> [Your objective]: Turn all the records below into a numbered list with one line per item, skipping any blank lines and leaving out the pictures.

> [Data records]:
_ _ _ _ _ _ _

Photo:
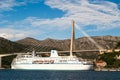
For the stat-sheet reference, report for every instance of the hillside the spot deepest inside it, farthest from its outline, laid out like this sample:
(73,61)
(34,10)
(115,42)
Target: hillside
(27,44)
(106,42)
(7,46)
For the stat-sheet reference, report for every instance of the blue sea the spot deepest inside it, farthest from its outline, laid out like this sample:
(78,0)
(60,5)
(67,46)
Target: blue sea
(8,74)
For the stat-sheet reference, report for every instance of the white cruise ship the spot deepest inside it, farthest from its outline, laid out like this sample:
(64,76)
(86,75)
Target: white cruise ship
(54,62)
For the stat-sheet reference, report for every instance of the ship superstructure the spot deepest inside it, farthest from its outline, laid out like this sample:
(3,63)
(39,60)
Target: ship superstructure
(53,62)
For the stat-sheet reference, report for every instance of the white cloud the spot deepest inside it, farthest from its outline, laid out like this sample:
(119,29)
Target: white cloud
(99,13)
(102,14)
(6,5)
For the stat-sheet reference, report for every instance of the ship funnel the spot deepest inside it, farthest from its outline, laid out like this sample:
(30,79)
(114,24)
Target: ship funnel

_ _ _ _ _ _ _

> [The response]:
1. Photo:
2. For the stat-sheet reference, report for every instance of the hillside the spot deepest inside it, farthest from its outline, laid out like this sample:
3. (73,61)
4. (34,10)
5. (115,42)
6. Target: hillside
7. (27,44)
8. (106,42)
9. (7,46)
10. For the stat-sheet reference, report for every instance of the blue sea the spot deepest inside it, farthest from its outline, laid out like this sample:
11. (78,0)
12. (60,5)
13. (67,46)
14. Target: blue sea
15. (8,74)
16. For the stat-sheet reference, report for every instance of the white cruise ship the spot deepest inside it, farthest from its outline, laid out like this sample:
17. (64,76)
18. (86,75)
19. Target: white cruise ship
20. (54,62)
21. For the stat-sheet reference, report for every instance of the ship superstructure the spot deepest inside it, farthest from its outline, laid out like this sample:
22. (3,63)
23. (39,60)
24. Target: ship superstructure
25. (53,62)
26. For the stat-sheet reference, report for every instance of the white cloud the spot deepest inside it, farthest from its outline, laid out like this sample:
27. (119,29)
28. Target: white cloud
29. (99,13)
30. (102,14)
31. (6,5)
32. For the stat-sheet reference, report for every instance of the ship funnel the spot deepest inside it, farthest from its outline, laid out like this sample:
33. (30,79)
34. (114,24)
35. Target: ship funnel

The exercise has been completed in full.